- _Source_:
★ ★ ★

### Understanding validation

Reference: https://scikit-learn.org/stable/modules/cross_validation.html

In [2]:
# load the required libraries
import numpy as np
from sklearn.model_selection import train_test_split
from sklearn import datasets
from sklearn import svm

In [3]:
# load the dataset
iris = datasets.load_iris()

In [4]:
# check data structure
iris.data.shape, iris.target.shape

((150, 4), (150,))

now quickly sample a training set while holding out 40% of the data for testing (evaluating) our classifier:

In [5]:
X_train, X_test, y_train, y_test = train_test_split(iris.data, iris.target, test_size=0.4, random_state=0)

In [6]:
X_train.shape, y_train.shape

((90, 4), (90,))

In [7]:
X_test.shape, y_test.shape

((60, 4), (60,))

In [8]:
# Train a classifier function on training data 
clf = svm.SVC(kernel='linear', C=1).fit(X_train, y_train)

In [9]:
# Test the classifier on testing data
clf.score(X_test, y_test)

★ ★ ★

[Excerpt from a dataset]
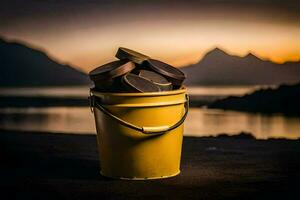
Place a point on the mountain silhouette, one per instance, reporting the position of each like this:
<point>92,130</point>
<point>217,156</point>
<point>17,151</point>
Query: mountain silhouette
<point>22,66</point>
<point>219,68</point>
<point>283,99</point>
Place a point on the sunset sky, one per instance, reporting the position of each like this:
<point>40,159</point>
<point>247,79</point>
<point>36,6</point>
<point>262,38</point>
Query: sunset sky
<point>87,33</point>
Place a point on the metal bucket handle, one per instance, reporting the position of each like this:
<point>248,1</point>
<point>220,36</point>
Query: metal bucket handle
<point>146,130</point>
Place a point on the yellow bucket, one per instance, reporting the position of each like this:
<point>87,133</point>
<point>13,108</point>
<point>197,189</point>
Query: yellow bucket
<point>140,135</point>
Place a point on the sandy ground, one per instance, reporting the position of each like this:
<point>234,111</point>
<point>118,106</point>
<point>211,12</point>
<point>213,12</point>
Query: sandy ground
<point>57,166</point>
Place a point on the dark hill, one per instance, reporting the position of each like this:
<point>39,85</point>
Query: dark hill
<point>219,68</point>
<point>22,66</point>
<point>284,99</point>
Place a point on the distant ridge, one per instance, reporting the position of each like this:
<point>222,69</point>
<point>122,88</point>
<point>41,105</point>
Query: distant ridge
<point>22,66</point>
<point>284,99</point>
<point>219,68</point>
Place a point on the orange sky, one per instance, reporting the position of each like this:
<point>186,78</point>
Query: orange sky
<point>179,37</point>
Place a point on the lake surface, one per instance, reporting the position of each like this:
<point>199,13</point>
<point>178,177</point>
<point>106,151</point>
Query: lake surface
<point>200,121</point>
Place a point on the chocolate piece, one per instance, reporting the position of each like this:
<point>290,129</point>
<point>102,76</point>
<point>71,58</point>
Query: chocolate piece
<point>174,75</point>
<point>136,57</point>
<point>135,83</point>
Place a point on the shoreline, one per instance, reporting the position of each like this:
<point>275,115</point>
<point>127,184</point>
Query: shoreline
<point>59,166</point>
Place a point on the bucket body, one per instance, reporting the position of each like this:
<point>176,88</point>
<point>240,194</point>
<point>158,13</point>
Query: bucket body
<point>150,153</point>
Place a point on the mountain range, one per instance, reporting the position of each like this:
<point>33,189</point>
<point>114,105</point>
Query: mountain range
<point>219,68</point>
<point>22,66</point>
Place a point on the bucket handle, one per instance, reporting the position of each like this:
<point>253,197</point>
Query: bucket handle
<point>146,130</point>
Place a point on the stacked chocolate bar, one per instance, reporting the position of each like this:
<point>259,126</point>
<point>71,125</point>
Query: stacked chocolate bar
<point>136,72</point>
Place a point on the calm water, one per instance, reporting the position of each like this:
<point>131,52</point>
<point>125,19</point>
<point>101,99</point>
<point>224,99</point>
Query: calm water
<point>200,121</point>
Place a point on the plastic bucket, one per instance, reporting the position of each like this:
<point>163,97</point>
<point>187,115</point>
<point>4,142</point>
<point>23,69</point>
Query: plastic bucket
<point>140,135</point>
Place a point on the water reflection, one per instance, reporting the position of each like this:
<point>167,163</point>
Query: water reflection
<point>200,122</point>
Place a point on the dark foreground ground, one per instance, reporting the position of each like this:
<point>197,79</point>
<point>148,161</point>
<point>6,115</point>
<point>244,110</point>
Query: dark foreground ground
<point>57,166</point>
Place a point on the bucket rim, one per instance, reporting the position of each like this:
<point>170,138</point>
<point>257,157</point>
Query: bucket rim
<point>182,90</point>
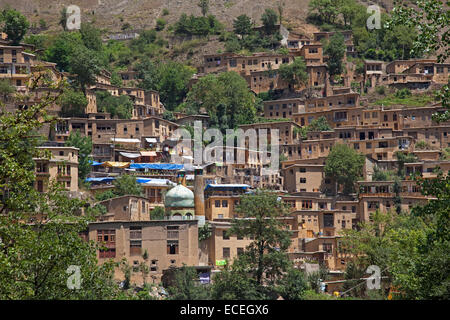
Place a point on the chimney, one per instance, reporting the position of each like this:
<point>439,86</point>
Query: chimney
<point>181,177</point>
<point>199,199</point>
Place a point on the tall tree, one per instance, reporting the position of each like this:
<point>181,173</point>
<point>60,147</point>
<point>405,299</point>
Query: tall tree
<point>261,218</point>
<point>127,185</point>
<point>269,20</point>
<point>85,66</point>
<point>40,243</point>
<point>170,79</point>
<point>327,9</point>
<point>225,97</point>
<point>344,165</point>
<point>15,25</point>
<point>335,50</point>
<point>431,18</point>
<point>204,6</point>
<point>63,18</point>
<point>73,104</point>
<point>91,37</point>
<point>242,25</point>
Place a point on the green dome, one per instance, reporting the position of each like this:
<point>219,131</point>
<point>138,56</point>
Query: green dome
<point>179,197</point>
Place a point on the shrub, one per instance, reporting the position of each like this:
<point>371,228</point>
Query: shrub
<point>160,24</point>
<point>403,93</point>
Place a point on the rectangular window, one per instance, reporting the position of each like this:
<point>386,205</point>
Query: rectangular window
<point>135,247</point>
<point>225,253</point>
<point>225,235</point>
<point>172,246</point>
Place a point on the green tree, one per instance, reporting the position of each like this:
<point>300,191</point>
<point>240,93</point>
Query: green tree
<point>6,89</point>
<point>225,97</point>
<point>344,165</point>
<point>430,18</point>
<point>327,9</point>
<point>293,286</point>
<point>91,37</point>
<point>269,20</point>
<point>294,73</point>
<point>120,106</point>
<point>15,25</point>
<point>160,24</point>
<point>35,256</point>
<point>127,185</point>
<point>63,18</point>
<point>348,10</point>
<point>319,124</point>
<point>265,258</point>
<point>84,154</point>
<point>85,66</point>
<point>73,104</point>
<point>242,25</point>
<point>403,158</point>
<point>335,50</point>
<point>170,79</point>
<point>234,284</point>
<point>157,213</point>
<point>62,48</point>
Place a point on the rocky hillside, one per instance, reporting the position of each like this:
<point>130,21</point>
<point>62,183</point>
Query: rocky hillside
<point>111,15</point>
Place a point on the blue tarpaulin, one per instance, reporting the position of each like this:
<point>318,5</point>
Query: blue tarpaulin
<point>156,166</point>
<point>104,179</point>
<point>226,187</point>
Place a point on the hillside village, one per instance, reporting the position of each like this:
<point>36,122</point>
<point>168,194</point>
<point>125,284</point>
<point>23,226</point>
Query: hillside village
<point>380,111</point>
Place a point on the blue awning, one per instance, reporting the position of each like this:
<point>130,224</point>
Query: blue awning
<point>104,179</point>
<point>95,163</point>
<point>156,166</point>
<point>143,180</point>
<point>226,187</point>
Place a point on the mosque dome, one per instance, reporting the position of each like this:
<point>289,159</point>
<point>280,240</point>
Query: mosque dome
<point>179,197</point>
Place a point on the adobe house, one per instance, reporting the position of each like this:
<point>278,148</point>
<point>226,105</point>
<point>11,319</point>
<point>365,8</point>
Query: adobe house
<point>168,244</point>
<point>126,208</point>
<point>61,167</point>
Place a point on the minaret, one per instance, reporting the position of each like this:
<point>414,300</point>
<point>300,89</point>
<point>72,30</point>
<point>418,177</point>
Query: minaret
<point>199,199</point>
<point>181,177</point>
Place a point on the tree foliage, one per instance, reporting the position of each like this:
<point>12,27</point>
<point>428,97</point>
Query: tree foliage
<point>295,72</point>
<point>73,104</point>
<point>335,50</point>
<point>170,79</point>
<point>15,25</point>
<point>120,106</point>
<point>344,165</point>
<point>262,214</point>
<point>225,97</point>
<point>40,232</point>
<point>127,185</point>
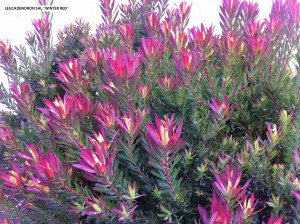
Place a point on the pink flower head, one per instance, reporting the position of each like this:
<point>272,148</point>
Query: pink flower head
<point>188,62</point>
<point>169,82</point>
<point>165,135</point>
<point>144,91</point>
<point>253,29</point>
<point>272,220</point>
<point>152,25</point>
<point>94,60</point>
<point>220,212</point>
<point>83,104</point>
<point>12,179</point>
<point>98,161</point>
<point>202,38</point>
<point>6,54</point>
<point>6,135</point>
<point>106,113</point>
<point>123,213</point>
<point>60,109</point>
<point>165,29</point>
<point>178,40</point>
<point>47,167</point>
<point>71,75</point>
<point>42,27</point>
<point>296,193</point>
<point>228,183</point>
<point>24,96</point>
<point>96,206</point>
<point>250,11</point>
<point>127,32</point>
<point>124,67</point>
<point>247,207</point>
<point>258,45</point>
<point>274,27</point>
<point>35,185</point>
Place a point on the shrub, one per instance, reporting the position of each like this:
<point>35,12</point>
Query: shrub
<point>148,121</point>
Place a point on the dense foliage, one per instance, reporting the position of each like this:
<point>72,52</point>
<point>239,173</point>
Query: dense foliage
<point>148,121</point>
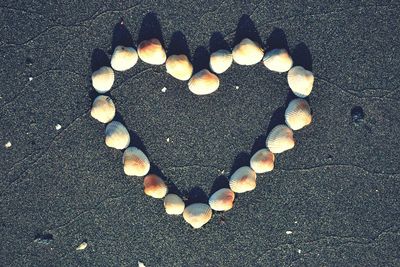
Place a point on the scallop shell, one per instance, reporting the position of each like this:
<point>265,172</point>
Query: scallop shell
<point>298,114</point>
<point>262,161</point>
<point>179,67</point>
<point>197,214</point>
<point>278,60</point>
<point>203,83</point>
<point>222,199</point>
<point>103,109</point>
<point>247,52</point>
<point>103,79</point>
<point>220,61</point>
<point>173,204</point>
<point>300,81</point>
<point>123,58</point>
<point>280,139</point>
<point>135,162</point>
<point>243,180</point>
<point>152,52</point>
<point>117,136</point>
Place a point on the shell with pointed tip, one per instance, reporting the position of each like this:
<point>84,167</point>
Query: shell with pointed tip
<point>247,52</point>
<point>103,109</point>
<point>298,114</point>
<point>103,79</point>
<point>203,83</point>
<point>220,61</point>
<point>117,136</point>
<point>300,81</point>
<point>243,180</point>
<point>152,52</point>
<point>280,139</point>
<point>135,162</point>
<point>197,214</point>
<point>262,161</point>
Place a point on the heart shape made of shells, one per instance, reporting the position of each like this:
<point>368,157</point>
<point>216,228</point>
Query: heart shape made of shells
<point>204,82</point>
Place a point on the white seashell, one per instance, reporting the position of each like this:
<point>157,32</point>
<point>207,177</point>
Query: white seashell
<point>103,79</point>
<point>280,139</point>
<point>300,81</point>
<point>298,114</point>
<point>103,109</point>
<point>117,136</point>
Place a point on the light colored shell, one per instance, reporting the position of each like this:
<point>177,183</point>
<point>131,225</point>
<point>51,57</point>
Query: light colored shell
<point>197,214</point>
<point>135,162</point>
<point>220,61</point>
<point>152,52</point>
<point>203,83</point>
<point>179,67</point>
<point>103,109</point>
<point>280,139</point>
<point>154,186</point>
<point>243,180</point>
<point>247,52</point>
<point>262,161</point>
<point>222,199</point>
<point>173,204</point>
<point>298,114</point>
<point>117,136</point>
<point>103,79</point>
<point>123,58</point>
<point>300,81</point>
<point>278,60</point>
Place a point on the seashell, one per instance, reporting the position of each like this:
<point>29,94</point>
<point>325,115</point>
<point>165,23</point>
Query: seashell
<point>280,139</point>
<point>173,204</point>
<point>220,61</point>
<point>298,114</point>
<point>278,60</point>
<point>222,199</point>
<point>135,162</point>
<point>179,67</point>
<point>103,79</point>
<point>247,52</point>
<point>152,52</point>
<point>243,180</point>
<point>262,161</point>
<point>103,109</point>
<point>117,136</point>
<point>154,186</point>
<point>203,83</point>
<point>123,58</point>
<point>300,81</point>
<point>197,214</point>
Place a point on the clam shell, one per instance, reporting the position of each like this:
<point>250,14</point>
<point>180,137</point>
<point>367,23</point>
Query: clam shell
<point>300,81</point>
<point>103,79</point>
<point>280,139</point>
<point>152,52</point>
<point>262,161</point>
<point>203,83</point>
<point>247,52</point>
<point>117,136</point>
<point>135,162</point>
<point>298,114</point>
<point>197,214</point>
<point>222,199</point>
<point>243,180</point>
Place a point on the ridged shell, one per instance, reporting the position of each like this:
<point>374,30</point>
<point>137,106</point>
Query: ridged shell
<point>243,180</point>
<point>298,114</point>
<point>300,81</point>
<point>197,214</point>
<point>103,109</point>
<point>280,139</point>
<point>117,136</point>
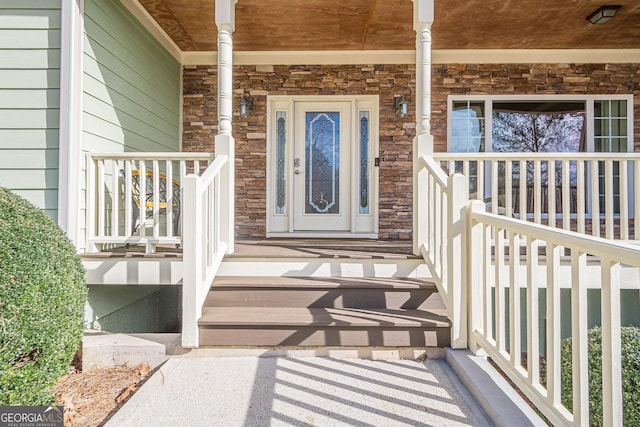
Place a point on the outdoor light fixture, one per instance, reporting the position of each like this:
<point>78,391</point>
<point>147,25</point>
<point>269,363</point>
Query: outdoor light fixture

★ ★ ★

- _Short task 1_: List every import statement in the notebook on validation.
- _Short task 2_: Carry the notebook on validation forward from its last cell.

- _Exercise answer 1_:
import numpy as np
from sklearn.model_selection import train_test_split
from sklearn import datasets
from sklearn import svm

- _Exercise answer 2_:
0.9666666666666667

The simplest way to use cross-validation is to call the `cross_val_score` helper function on the estimator and the dataset.

In [10]:
from sklearn.model_selection import cross_val_score

In [11]:
clf = svm.SVC(kernel='linear', C=1)

In [12]:
scores = cross_val_score(clf, iris.data, iris.target, cv=5)

In [13]:
scores

array([0.96666667, 1.        , 0.96666667, 0.96666667, 1.        ])

The mean score and the 95% confidence interval of the score estimate are hence given by:

In [14]:
print("Accuracy: %0.2f (+/- %0.2f)" % (scores.mean(), scores.std() * 2))

Accuracy: 0.98 (+/- 0.03)